TEXT EXTRACT ->
# Cat Crack call?



## singlesix (May 13, 2010)

Anyone use this call? I just ordered one yesterday.









Do you like it?


----------



## youngdon (Mar 10, 2010)

Is that made by crack calls out of Colorado ?


----------



## singlesix (May 13, 2010)

i believe it is


----------



## youngdon (Mar 10, 2010)

The call I own is a distress / howler and it has a very raspy tone to it. I have used it several times with some success, all-in-all I would say I am happy with it. Good luck with yours, let us know how it works.


----------



## singlesix (May 13, 2010)

I had ended up getting the dog crack call instead , because they said it was louder. Well yesterday i called one in with that call a gottem with that call. I havent used alot of different calls but i really like this one. Just wanted to say i like the call and may be ordering more in the future. What is one of your favorite calls Youngdon i may try one of those as well. thanks


----------



## youngdon (Mar 10, 2010)

I have a few favorites, Kerry Carver www.carvercalls.com he make a Rubber Rabbit that is pliable and has a real nice tone both in open and closed reed, I actually own the very first ever made of the closed reed so I really like it although I didn't acquire it untill early summer so I have not killed with it but have called a few young fox and nursing mothers in with it. Tony Tebbe www.predatoruniversity.com ,I have one of his Rancher proof calls that I like, it is nearly indestructable(closed reed).I also have had a lot of success with a open reed from www.rrgamecalls.com bearman ric as he is known makes a great call, that has brought me a lot of success in places that I had not had luck before. I have called for quite a few years but had always used pre-packaged calls from big box stores, do they work ?? yes I suppose they do as I enjoyed some success with them, but no where near the success I have had with these custom calls that to be quite frank were cheaper than the pre-packaged calls.


----------



## singlesix (May 13, 2010)

Thanks ill be trying those calls when i get some more play money


----------



## youngdon (Mar 10, 2010)

Let me know if they work for you, I think you'll be surprised at how cheap they sell them, like $15-$20 bucks when I bought mine, shipped to your door.

Also treedog on this site makes some great looking calls, I haven't had the pleasure of using one of his yet but they are really pretty.


----------

TASK REQUIREMENTS ->
In the Cat Crack call thread, what reason does singlesix give for ending up with the dog crack call instead?

ENTRIES ->
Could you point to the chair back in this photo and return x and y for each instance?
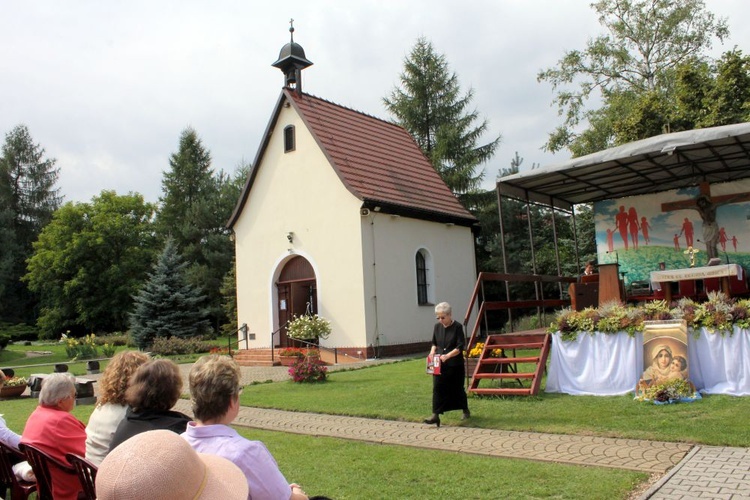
(9, 456)
(86, 474)
(40, 463)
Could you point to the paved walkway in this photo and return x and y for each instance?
(688, 472)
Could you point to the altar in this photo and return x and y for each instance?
(605, 364)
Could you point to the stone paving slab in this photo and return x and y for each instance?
(637, 455)
(706, 472)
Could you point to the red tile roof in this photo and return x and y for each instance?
(378, 161)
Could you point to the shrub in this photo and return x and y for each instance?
(308, 369)
(308, 327)
(114, 339)
(83, 348)
(164, 346)
(295, 352)
(19, 332)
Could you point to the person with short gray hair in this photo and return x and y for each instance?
(52, 429)
(7, 436)
(448, 387)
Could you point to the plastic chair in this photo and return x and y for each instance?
(9, 456)
(40, 463)
(86, 474)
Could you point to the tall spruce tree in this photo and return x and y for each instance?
(430, 105)
(28, 198)
(196, 202)
(168, 305)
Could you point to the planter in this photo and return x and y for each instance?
(12, 392)
(288, 360)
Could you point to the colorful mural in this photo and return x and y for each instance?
(642, 232)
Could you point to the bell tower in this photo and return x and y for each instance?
(292, 61)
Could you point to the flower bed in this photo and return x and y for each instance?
(718, 313)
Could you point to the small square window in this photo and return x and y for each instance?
(289, 143)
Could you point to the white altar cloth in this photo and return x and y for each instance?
(694, 273)
(611, 364)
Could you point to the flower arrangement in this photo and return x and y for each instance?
(16, 381)
(669, 392)
(718, 313)
(308, 327)
(476, 351)
(308, 369)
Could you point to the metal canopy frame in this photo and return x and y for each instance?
(661, 163)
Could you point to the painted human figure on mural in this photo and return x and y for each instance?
(633, 227)
(678, 369)
(723, 239)
(621, 223)
(687, 230)
(658, 371)
(645, 226)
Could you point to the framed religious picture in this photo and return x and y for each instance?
(665, 354)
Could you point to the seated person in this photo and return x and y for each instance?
(160, 465)
(7, 436)
(111, 407)
(52, 429)
(215, 389)
(153, 390)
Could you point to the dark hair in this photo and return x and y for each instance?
(155, 385)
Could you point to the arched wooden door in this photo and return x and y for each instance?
(297, 294)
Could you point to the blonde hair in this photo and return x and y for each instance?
(214, 381)
(114, 381)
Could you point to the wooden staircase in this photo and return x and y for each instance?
(256, 357)
(487, 366)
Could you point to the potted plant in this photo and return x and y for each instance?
(289, 355)
(13, 387)
(310, 327)
(474, 354)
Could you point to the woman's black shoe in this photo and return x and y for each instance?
(435, 419)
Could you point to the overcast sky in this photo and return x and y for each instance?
(107, 87)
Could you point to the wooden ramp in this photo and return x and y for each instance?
(505, 367)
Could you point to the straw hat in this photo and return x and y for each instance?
(161, 465)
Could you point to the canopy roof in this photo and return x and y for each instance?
(661, 163)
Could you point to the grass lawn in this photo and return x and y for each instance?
(401, 391)
(343, 469)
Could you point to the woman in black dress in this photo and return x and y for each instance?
(448, 387)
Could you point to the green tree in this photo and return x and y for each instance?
(28, 198)
(429, 104)
(89, 261)
(168, 305)
(196, 203)
(646, 41)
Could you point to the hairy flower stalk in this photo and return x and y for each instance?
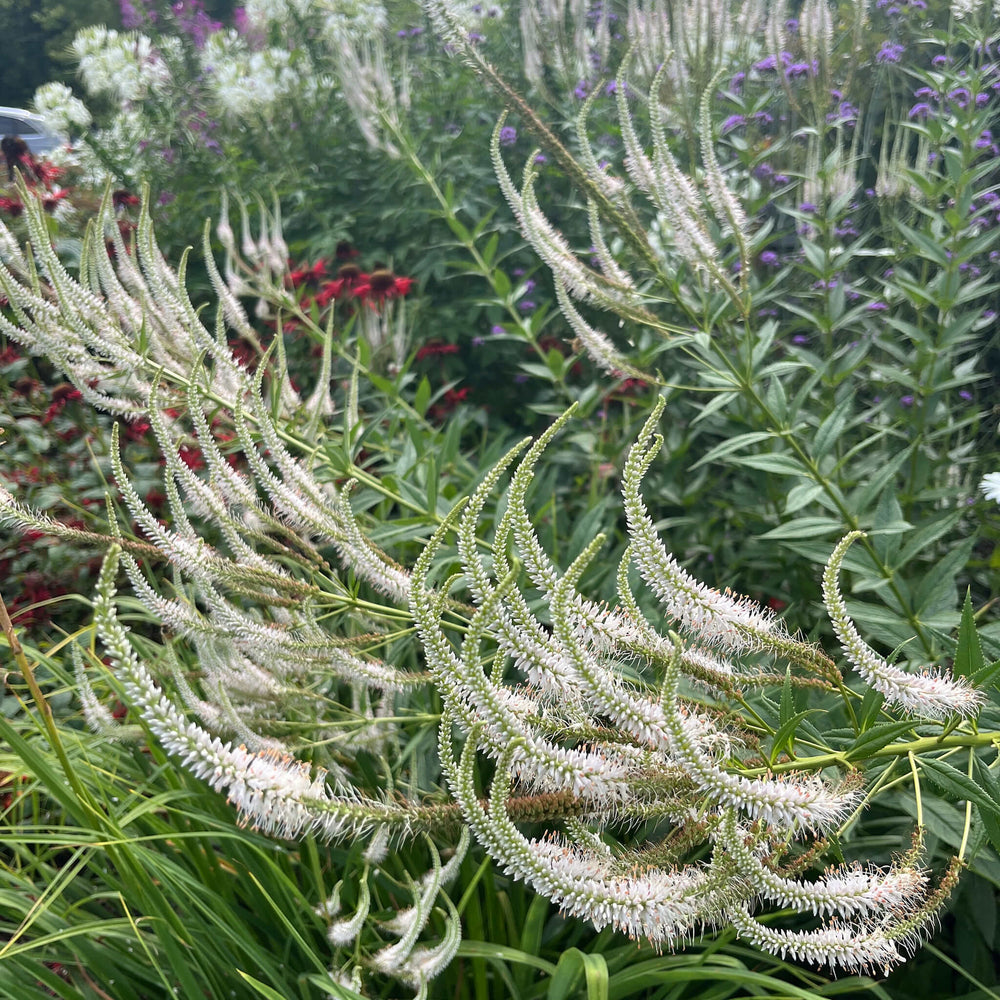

SOLUTION TO THE PROBLEM ->
They said it was louder.